DOCUMENT SEGMENT:
- - - -

From the above analysis, several key research gaps have been identified:

• CT scheduling at seaport terminals: Although CTs play a crucial role in terminal operations, especially in sea-rail intermodal transportation, few studies have explicitly addressed CT scheduling within seaport terminals. Most research focuses on isolated aspects, failing to consider the comprehensive scope of terminal operations.
• Multi-level operations in sea-rail intermodal transportation: Most research on terminal operations is limited to the loading and unloading of containers from vessels, with very few studies addressing the multi-level operations of sea-rail intermodal transportation.
• Integration of U-ACT and sea-rail operations: Although U-ACT offers significant potential advantages, such as streamlined operations and space optimization, existing research lacks a comprehensive evaluation of how sea-rail intermodal transportation can be integrated into U-ACT frameworks. The potential benefits of such integration remain underexplored.

To bridge these research gaps, this paper investigates the transshipment process between RY and UY, with a focus on the integrated scheduling of RGCs, DCRCs, and CTs. We propose an efficient algorithm to handle the multi-objective nature and complexity of this scheduling problem.

3. Mathematical Model Formulation

This section introduces the scheduling model for container transshipment in sea-rail intermodal transportation. The integrated scheduling problem, involving CTs, RGCs, and DCRCs, is formulated as a two-layer model: the upper layer represents the integrated scheduling model, and the lower layer focuses on CT path planning. The objective is to minimize overall operating time and energy consumption at the U-shaped automated terminal.

- - - -

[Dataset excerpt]
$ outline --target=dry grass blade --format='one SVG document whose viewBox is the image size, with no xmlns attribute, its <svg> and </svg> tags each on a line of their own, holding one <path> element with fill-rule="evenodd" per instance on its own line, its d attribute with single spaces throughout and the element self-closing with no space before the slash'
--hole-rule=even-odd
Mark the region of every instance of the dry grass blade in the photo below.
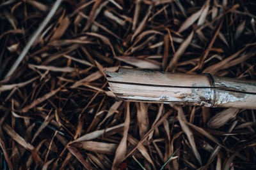
<svg viewBox="0 0 256 170">
<path fill-rule="evenodd" d="M 12 166 L 12 162 L 10 160 L 10 158 L 9 158 L 8 154 L 7 154 L 6 150 L 5 148 L 5 146 L 4 146 L 4 143 L 2 141 L 1 139 L 0 139 L 0 147 L 2 149 L 3 153 L 4 155 L 4 159 L 5 159 L 5 160 L 6 160 L 6 162 L 7 162 L 7 164 L 8 164 L 8 165 L 9 166 L 9 168 L 11 170 L 14 169 L 13 169 L 13 166 Z"/>
<path fill-rule="evenodd" d="M 171 113 L 172 113 L 173 111 L 171 110 L 168 112 L 166 113 L 154 125 L 153 125 L 151 129 L 145 134 L 142 138 L 142 139 L 137 143 L 136 146 L 125 156 L 125 158 L 123 159 L 122 161 L 125 160 L 129 156 L 130 156 L 132 153 L 140 147 L 140 145 L 141 145 L 144 141 L 147 139 L 147 138 L 152 132 L 159 125 L 161 125 L 164 120 L 167 118 Z"/>
<path fill-rule="evenodd" d="M 26 106 L 25 108 L 22 109 L 20 110 L 20 111 L 21 112 L 27 112 L 29 109 L 34 108 L 37 104 L 40 104 L 41 103 L 48 99 L 52 96 L 55 95 L 58 92 L 59 92 L 61 89 L 61 88 L 62 88 L 62 87 L 60 87 L 58 88 L 57 89 L 45 94 L 44 96 L 42 96 L 40 98 L 38 98 L 37 99 L 36 99 L 33 102 L 32 102 L 30 104 L 28 105 L 27 106 Z"/>
<path fill-rule="evenodd" d="M 131 145 L 134 146 L 136 146 L 139 142 L 136 139 L 129 134 L 128 135 L 127 140 L 129 143 L 131 143 Z M 152 160 L 148 153 L 147 152 L 146 148 L 142 144 L 141 144 L 138 146 L 138 150 L 142 154 L 142 155 L 143 155 L 143 157 L 154 167 L 155 166 L 154 164 L 153 160 Z"/>
<path fill-rule="evenodd" d="M 238 25 L 237 28 L 236 29 L 236 31 L 234 36 L 235 39 L 237 39 L 238 38 L 241 36 L 242 32 L 244 29 L 244 25 L 245 25 L 245 20 L 244 20 L 239 25 Z"/>
<path fill-rule="evenodd" d="M 36 76 L 35 77 L 29 80 L 28 80 L 27 81 L 25 82 L 22 82 L 22 83 L 16 83 L 16 84 L 12 84 L 12 85 L 3 85 L 0 86 L 0 92 L 4 92 L 4 91 L 7 91 L 7 90 L 11 90 L 13 89 L 16 89 L 16 88 L 20 88 L 22 87 L 24 87 L 30 83 L 32 83 L 33 81 L 34 81 L 35 80 L 36 80 L 36 79 L 38 79 L 39 77 Z"/>
<path fill-rule="evenodd" d="M 189 127 L 187 125 L 188 121 L 186 119 L 186 117 L 183 112 L 183 110 L 180 106 L 177 107 L 177 110 L 178 111 L 178 120 L 179 122 L 180 122 L 181 129 L 188 137 L 189 143 L 191 145 L 192 150 L 195 154 L 195 156 L 196 157 L 197 160 L 198 160 L 200 165 L 202 165 L 201 157 L 199 155 L 199 152 L 196 149 L 196 146 L 195 142 L 195 139 L 193 133 L 189 129 Z"/>
<path fill-rule="evenodd" d="M 173 70 L 175 69 L 175 66 L 176 66 L 180 57 L 185 52 L 186 49 L 191 42 L 193 35 L 194 32 L 192 31 L 190 35 L 182 42 L 182 43 L 179 47 L 178 50 L 177 50 L 177 52 L 174 53 L 173 57 L 172 58 L 169 65 L 165 69 L 166 71 L 168 70 Z"/>
<path fill-rule="evenodd" d="M 239 110 L 237 108 L 229 108 L 218 113 L 209 120 L 207 126 L 211 129 L 218 128 L 236 117 Z"/>
<path fill-rule="evenodd" d="M 193 124 L 191 124 L 190 123 L 188 123 L 188 122 L 187 122 L 186 124 L 188 125 L 189 125 L 189 126 L 192 127 L 195 130 L 196 130 L 196 131 L 198 131 L 198 132 L 200 132 L 202 135 L 205 136 L 205 137 L 208 138 L 209 139 L 210 139 L 212 141 L 215 142 L 216 143 L 217 143 L 218 145 L 221 146 L 221 147 L 224 147 L 221 144 L 220 144 L 220 142 L 219 141 L 218 139 L 217 139 L 216 138 L 214 138 L 214 136 L 211 135 L 209 133 L 206 132 L 202 128 L 197 127 L 197 126 L 196 126 L 196 125 L 195 125 Z"/>
<path fill-rule="evenodd" d="M 13 140 L 17 141 L 19 145 L 24 147 L 26 149 L 31 152 L 35 150 L 35 147 L 26 141 L 24 139 L 23 139 L 15 131 L 14 131 L 14 130 L 8 124 L 4 124 L 3 125 L 3 128 L 8 135 L 12 136 Z"/>
<path fill-rule="evenodd" d="M 94 132 L 86 134 L 84 136 L 81 136 L 80 138 L 76 139 L 76 140 L 74 140 L 74 141 L 72 142 L 72 143 L 76 143 L 76 142 L 81 142 L 83 141 L 88 141 L 88 140 L 92 140 L 93 139 L 95 138 L 99 138 L 100 136 L 102 136 L 102 134 L 104 134 L 104 133 L 106 133 L 108 132 L 110 132 L 111 131 L 113 131 L 115 129 L 116 129 L 118 128 L 120 128 L 120 127 L 123 127 L 124 126 L 124 124 L 119 124 L 118 125 L 115 125 L 111 127 L 109 127 L 106 129 L 102 129 L 102 130 L 98 130 L 98 131 L 95 131 Z"/>
<path fill-rule="evenodd" d="M 42 168 L 42 170 L 47 170 L 48 168 L 48 166 L 54 160 L 54 159 L 52 159 L 51 160 L 47 161 L 45 162 L 45 164 L 44 164 L 43 167 Z"/>
<path fill-rule="evenodd" d="M 116 150 L 112 165 L 112 169 L 113 170 L 118 169 L 118 166 L 122 162 L 122 159 L 125 157 L 126 153 L 128 131 L 130 126 L 130 103 L 129 102 L 126 103 L 125 115 L 123 138 Z"/>
<path fill-rule="evenodd" d="M 207 0 L 203 7 L 204 8 L 203 11 L 202 11 L 200 17 L 198 19 L 198 22 L 197 22 L 198 25 L 202 25 L 205 22 L 206 17 L 207 15 L 209 6 L 210 6 L 210 0 Z"/>
<path fill-rule="evenodd" d="M 83 141 L 76 144 L 79 148 L 92 151 L 93 152 L 99 152 L 113 155 L 117 148 L 118 145 L 115 143 L 107 143 L 104 142 L 96 141 Z"/>
<path fill-rule="evenodd" d="M 153 60 L 142 60 L 134 57 L 116 57 L 118 60 L 143 69 L 160 69 L 161 64 Z"/>
<path fill-rule="evenodd" d="M 137 120 L 139 125 L 140 136 L 143 137 L 148 129 L 148 108 L 143 103 L 136 103 Z"/>
<path fill-rule="evenodd" d="M 148 12 L 147 13 L 146 15 L 145 16 L 143 20 L 141 22 L 141 23 L 139 24 L 139 26 L 137 27 L 137 29 L 135 30 L 134 33 L 132 34 L 131 41 L 132 41 L 134 38 L 143 30 L 143 29 L 145 27 L 145 25 L 146 24 L 147 20 L 148 20 L 148 16 L 150 14 L 150 11 L 152 9 L 152 6 L 150 6 L 148 10 Z"/>
<path fill-rule="evenodd" d="M 110 46 L 110 48 L 111 48 L 113 54 L 114 55 L 114 56 L 116 56 L 116 53 L 115 52 L 114 48 L 113 47 L 112 44 L 110 42 L 109 39 L 107 37 L 104 36 L 99 34 L 95 33 L 95 32 L 86 32 L 86 34 L 89 36 L 95 36 L 95 37 L 100 38 L 105 44 L 106 44 L 107 45 L 109 45 Z"/>
<path fill-rule="evenodd" d="M 29 64 L 28 66 L 30 68 L 36 68 L 38 69 L 44 69 L 51 71 L 60 71 L 60 72 L 73 72 L 76 71 L 75 68 L 72 67 L 58 67 L 54 66 L 36 66 L 34 64 Z"/>
<path fill-rule="evenodd" d="M 204 8 L 204 6 L 203 6 Z M 191 16 L 188 17 L 186 21 L 181 25 L 180 27 L 179 28 L 178 32 L 181 32 L 190 27 L 201 15 L 202 12 L 203 11 L 203 8 L 201 8 L 197 12 L 193 13 Z"/>
<path fill-rule="evenodd" d="M 70 23 L 71 22 L 67 17 L 66 17 L 63 20 L 61 20 L 61 22 L 60 22 L 59 27 L 51 37 L 50 42 L 61 38 L 66 30 L 68 29 Z"/>
<path fill-rule="evenodd" d="M 0 169 L 254 169 L 255 8 L 1 1 Z"/>
<path fill-rule="evenodd" d="M 36 38 L 38 38 L 39 34 L 41 33 L 41 32 L 43 31 L 43 29 L 46 26 L 46 25 L 48 24 L 48 22 L 50 21 L 50 20 L 52 17 L 53 15 L 55 13 L 56 11 L 57 10 L 57 9 L 59 7 L 61 3 L 61 0 L 56 0 L 56 1 L 54 6 L 52 6 L 52 9 L 51 10 L 51 11 L 49 13 L 48 15 L 46 17 L 46 18 L 42 22 L 42 23 L 41 24 L 41 25 L 40 25 L 38 29 L 36 30 L 36 31 L 33 34 L 31 38 L 29 39 L 28 44 L 26 45 L 25 48 L 21 52 L 20 55 L 19 56 L 19 57 L 17 59 L 17 60 L 15 61 L 15 62 L 12 66 L 12 67 L 10 69 L 10 71 L 8 71 L 8 73 L 6 74 L 5 78 L 8 78 L 10 75 L 12 75 L 13 73 L 13 72 L 15 71 L 16 68 L 19 66 L 19 64 L 20 63 L 20 62 L 23 60 L 24 57 L 27 54 L 30 47 L 33 45 L 36 39 Z"/>
</svg>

- - - -

GOAL 1:
In the passage on sea-rail container transshipment, reproduce the part that opens with the words containing "From the above" and closes with "of terminal operations.", swapping "seaport terminals" for "port terminals".
GOAL 2:
According to the passage on sea-rail container transshipment, what does the objective of the scheduling model aim to minimize?
GOAL 3:
Write a continuation of the passage on sea-rail container transshipment that begins after its final sentence.
The records are independent material and are unrelated to the passage on sea-rail container transshipment.

FINAL ANSWER 1:
From the above analysis, several key research gaps have been identified:

• CT scheduling at port terminals: Although CTs play a crucial role in terminal operations, especially in sea-rail intermodal transportation, few studies have explicitly addressed CT scheduling within port terminals. Most research focuses on isolated aspects, failing to consider the comprehensive scope of terminal operations.

FINAL ANSWER 2:
Overall operating time and energy consumption at the U-shaped automated terminal.

FINAL ANSWER 3:
3.1. Problem Description

At U-ACT, the CTs facilitate container transfers for both the RGC in the RY and the DCRC in the UY, handling both import and export containers. Export containers arrive at the RY by train, where the RGCs load them onto CTs, which then transport them to designated storage points in the UY. Import containers, stored in the UY, are loaded onto CTs by the DCRC and transported to designated storage points in the RY. Based on the characteristics of U-ACT, the following decisions can be made:

• Scheduling of DCRC: The UY consists of multiple container blocks, each equipped with two DCRCs. Unlike traditional operations, DCRCs do not have to return to the ends of the yard after each operation. Instead, they can conduct loading and unloading operations directly inside the yard. This approach can effectively reduce the idle time of the DCRC, which effectively improves the efficiency of the operation and reduces its energy consumption.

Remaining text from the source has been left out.